Text block ::

****************

The desert tortoise is very sensitive to human disturbances, and this has led to the decimation of many of its populations throughout the desert southwest. Increased urban development in the deserts of California and other states have fragmented and reduced suitable habitat. Certain fatal diseases appear to be spreading among tortoise populations. Poaching, the use of off-highway vehicles within tortoise habitat and crushing by automobiles have also continued to threaten tortoise populations.
Ravens cause significant levels of juvenile tortoise predation in some areas of the Mojave Desert with more prevalence of human disturbances.
Climate change  projections suggest that difficult times may be ahead for the desert tortoise as heat and droughts expand over the region. Like all reptiles, tortoises have minimal ability to self-regulate their internal temperature, and thus must retreat to the shade of vegetation or their burrows once the air temperature reaches above 91 degrees Fahrenheit, in order to keep their body temperatures out of the danger zone. Droughts also force the tortoises to spend more time in their underground burrows to minimize water loss; thus both heat and drought decreasing the amount of time they are able to spend feeding. Droughts limit the availability of nutritious forage for the tortoises.

****************

Extend the passage on threats to the desert tortoise, beginning after its final sentence.

****************

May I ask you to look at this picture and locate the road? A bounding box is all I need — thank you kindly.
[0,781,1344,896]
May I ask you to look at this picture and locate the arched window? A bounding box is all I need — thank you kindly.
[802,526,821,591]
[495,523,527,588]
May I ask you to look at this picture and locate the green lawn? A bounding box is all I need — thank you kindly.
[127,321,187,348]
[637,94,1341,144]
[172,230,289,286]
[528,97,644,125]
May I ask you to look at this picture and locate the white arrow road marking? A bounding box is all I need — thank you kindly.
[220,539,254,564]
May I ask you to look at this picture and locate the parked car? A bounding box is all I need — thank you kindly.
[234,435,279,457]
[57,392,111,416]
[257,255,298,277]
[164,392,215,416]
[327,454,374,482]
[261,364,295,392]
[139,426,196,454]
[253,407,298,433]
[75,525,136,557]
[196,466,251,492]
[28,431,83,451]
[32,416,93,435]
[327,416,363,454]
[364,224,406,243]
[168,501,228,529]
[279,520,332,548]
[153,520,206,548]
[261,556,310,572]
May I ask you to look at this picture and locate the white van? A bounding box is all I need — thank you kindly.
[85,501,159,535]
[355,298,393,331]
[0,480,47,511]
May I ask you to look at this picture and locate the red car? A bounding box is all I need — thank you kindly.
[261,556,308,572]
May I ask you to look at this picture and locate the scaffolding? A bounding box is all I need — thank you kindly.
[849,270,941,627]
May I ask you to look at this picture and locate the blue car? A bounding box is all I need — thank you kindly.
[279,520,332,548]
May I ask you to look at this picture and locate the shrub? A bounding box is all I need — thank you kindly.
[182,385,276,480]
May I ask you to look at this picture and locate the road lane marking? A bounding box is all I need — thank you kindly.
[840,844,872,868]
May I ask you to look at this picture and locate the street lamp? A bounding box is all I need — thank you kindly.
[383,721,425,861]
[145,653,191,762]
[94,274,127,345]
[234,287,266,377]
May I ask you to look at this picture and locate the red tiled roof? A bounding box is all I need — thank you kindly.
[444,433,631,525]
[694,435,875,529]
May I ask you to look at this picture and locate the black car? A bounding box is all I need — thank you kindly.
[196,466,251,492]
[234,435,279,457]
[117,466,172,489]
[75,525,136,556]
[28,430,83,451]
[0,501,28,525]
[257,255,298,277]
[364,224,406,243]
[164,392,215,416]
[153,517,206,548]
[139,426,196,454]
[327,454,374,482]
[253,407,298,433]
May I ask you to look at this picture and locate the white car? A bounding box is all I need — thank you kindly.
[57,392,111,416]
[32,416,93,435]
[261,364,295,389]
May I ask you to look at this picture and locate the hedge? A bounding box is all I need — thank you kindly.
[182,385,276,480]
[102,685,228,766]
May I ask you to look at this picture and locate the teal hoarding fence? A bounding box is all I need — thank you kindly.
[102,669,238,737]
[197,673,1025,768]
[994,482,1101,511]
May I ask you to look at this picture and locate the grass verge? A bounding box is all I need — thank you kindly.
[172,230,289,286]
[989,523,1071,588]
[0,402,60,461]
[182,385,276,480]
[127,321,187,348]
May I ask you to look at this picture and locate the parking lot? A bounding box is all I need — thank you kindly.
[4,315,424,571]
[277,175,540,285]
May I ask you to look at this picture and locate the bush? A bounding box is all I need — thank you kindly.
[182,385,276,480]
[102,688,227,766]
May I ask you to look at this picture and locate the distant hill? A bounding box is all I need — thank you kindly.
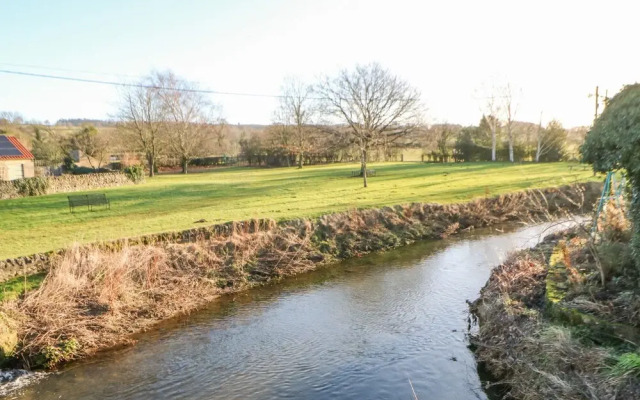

****************

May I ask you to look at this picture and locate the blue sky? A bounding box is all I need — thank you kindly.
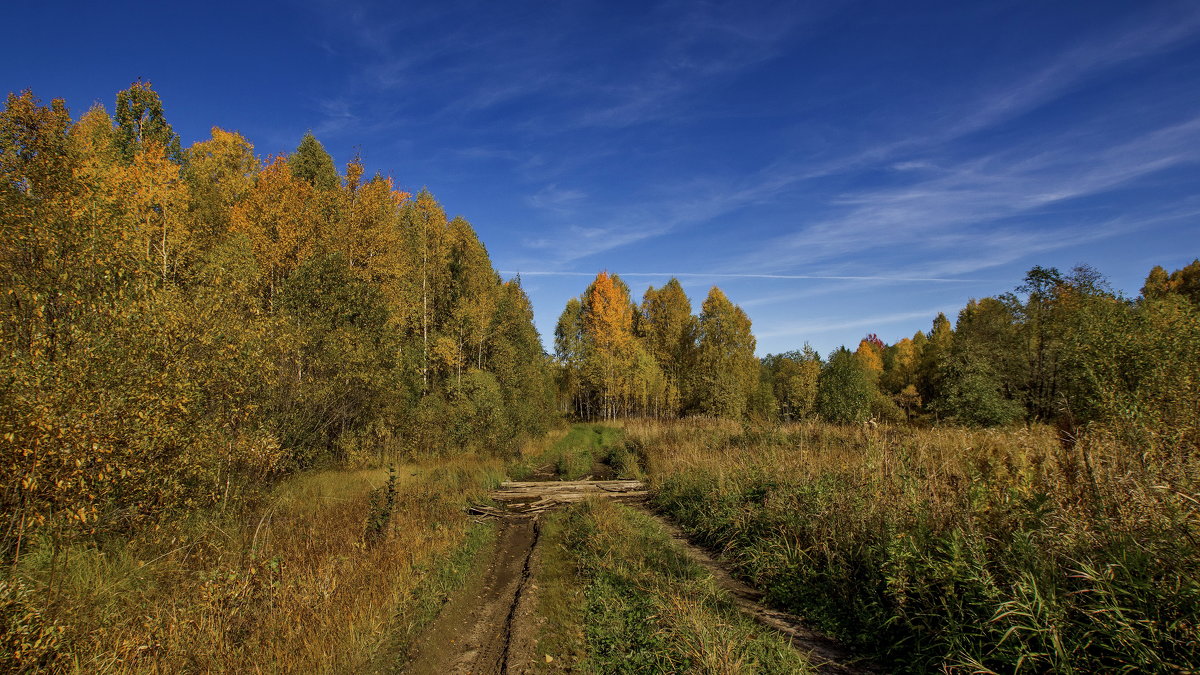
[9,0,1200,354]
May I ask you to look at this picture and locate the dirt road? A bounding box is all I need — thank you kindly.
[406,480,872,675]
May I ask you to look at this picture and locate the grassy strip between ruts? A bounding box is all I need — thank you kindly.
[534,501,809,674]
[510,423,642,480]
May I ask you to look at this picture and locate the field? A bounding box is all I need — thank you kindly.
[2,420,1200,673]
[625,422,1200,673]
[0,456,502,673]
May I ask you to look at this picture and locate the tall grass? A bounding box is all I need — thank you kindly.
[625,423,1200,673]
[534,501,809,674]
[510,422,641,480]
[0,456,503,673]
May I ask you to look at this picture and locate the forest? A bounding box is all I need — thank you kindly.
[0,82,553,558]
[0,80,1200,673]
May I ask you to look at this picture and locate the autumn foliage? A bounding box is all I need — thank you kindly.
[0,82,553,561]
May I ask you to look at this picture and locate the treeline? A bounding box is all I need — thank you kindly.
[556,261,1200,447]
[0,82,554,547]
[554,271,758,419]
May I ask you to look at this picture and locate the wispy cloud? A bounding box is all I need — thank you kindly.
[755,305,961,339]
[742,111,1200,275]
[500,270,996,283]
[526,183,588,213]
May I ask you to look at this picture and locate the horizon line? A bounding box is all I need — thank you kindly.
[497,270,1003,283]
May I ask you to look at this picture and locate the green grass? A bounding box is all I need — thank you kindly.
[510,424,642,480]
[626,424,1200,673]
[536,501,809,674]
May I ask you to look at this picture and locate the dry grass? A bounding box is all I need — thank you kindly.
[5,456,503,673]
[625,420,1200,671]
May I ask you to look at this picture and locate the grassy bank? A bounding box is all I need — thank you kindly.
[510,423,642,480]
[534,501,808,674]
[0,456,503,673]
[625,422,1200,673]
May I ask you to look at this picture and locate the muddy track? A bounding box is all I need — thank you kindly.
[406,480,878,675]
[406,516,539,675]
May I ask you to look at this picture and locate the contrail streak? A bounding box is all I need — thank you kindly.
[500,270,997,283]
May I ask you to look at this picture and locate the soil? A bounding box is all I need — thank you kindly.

****************

Response area ::
Females also lay fewer eggs during drought years. Furthermore, the sex of the young turtles is determined by the soil temperature during incubation. Temperatures above 88.7 degrees Fahrenheit produce female tortoises, so prolonged high temperatures could skew the sex distribution of future generations. Extremely high soil temperatures (above 95 degrees) are lethal to the developing young.